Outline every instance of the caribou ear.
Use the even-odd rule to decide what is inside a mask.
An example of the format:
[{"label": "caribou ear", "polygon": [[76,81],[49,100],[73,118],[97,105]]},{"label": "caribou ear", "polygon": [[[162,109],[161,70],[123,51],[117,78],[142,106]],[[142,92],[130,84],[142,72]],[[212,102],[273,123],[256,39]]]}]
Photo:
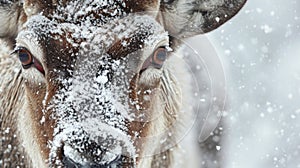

◆ ◆ ◆

## TO DO:
In full and without change, repeat the material above, minus the pictures.

## SOLUTION TO THIS PROBLEM:
Outline every instance of the caribou ear.
Use the even-odd rule to decide what is inside a mask.
An example of the format:
[{"label": "caribou ear", "polygon": [[76,81],[49,100],[73,118],[97,105]]},{"label": "caribou ear", "polygon": [[[162,109],[161,70],[123,51],[117,78],[142,106]],[[142,92],[130,84],[142,72]],[[212,102],[273,123],[256,39]]]}]
Photo:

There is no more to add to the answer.